DIRECTIONS: What is the number of lines in the data below that hold the word "trophy"? Give nothing beyond that number.

==============================

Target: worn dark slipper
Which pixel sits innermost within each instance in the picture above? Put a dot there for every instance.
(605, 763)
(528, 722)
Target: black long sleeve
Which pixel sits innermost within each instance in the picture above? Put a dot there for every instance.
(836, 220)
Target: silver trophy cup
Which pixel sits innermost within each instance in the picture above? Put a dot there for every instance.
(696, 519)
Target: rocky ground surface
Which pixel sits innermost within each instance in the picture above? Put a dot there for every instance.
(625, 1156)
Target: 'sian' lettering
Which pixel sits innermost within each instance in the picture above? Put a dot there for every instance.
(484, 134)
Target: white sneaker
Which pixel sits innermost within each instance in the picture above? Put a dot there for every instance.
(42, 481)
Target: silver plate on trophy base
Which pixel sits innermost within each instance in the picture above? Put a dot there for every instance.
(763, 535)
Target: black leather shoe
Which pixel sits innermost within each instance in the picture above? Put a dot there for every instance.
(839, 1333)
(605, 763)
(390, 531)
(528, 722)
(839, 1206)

==============================

WRITTEN ANSWER: 2